Image point grounding data:
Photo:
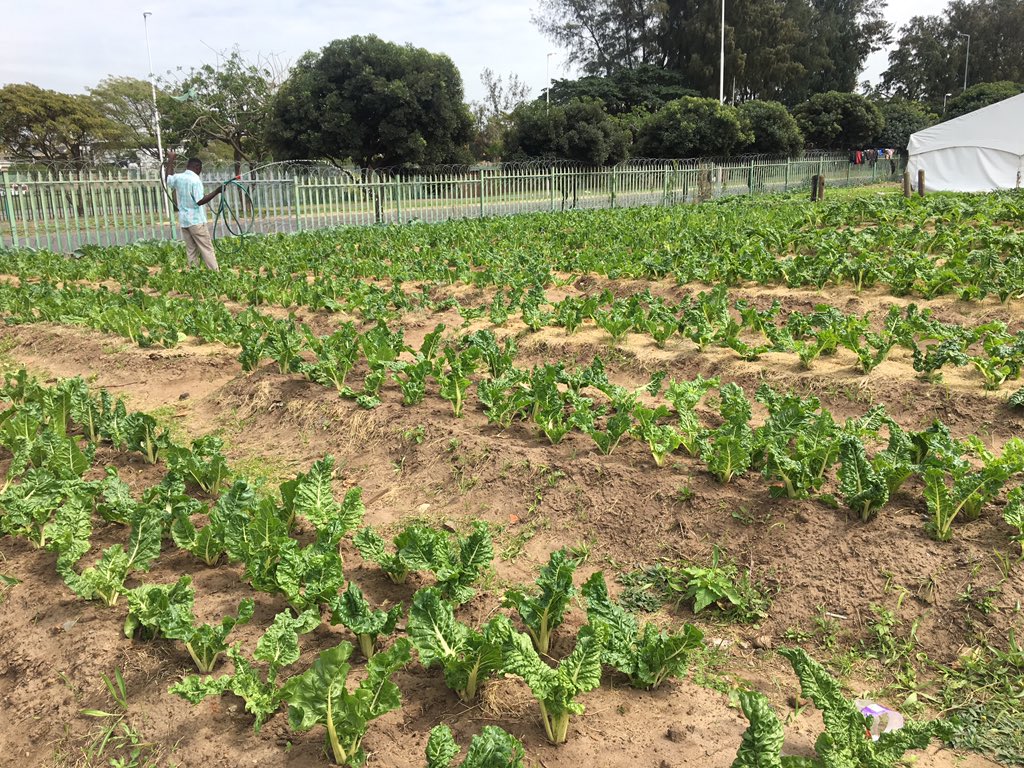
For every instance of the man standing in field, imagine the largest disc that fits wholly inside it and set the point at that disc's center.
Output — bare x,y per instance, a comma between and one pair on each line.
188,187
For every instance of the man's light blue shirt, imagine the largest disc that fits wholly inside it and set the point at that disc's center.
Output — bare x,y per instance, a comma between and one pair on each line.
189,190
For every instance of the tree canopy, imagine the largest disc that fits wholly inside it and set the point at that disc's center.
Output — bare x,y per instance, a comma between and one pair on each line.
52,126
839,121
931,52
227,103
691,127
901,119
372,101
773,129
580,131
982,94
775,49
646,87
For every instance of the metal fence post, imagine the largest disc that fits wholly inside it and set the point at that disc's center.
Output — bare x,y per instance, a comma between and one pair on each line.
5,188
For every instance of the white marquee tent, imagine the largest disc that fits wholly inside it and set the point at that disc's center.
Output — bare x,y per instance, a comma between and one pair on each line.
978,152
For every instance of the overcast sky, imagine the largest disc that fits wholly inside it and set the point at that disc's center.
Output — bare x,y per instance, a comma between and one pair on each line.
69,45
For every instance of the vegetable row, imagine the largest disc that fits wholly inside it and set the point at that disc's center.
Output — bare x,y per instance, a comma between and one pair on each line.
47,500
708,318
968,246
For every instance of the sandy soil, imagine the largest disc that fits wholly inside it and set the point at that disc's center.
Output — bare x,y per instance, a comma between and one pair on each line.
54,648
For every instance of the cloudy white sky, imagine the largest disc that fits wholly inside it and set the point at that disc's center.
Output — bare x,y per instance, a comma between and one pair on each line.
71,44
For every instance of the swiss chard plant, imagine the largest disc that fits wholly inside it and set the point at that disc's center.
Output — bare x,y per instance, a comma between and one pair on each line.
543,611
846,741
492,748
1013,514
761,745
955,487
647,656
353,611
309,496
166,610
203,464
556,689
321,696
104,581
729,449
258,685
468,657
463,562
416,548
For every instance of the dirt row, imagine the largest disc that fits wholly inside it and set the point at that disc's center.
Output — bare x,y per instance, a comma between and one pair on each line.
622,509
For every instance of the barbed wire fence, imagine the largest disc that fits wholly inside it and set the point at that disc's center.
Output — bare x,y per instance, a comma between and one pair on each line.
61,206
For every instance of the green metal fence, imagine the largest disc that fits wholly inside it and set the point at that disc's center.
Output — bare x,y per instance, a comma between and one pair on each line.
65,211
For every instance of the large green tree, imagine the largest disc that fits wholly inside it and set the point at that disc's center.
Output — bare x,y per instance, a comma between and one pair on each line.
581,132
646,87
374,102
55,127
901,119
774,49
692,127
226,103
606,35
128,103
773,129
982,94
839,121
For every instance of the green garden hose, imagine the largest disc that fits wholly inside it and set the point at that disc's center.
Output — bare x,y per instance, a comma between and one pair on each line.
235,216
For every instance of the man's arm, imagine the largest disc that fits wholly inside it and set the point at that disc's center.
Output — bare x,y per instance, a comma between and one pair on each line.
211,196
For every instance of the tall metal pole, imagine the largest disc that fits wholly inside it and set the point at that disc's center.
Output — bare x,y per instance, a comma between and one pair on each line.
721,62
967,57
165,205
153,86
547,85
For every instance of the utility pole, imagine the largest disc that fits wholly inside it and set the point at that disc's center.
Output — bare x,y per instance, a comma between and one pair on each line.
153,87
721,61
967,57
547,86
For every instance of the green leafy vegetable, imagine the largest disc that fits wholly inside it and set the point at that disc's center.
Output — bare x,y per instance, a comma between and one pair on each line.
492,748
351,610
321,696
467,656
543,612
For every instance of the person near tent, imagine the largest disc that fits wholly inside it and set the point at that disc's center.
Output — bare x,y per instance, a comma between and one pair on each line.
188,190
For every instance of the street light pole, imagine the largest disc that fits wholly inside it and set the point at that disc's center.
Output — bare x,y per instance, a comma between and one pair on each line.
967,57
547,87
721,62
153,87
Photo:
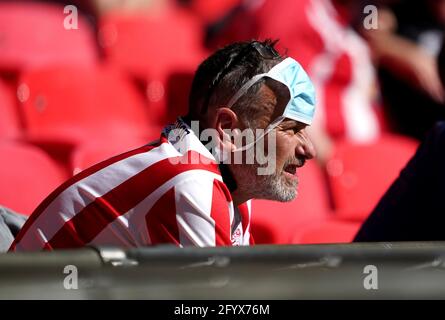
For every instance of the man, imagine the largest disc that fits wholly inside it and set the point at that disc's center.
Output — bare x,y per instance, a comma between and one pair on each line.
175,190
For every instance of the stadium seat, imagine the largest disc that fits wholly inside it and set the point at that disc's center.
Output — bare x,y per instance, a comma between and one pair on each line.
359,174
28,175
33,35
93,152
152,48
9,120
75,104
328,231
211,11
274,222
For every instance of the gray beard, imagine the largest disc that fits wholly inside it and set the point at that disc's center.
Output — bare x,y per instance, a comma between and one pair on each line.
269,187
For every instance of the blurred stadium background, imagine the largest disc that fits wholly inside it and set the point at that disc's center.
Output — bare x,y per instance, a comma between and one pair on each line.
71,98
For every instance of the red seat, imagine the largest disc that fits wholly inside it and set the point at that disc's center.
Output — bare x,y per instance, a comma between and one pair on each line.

Assignment:
Could you transcribe exactly the lines from the start of the records through the line containing "For every instance of the man's light", both ends included, leaving the pictures out?

Response box:
Photo:
For every instance of the man standing in field, imagine the largest disc that fits wholly inside it and set the point at that disc's center.
Output — bare x,y per instance, a comma between and one pair on each line.
188,187
For every instance of the man's light blue shirt, imagine the largest disc that fits wholly inside it and set the point at that disc's center.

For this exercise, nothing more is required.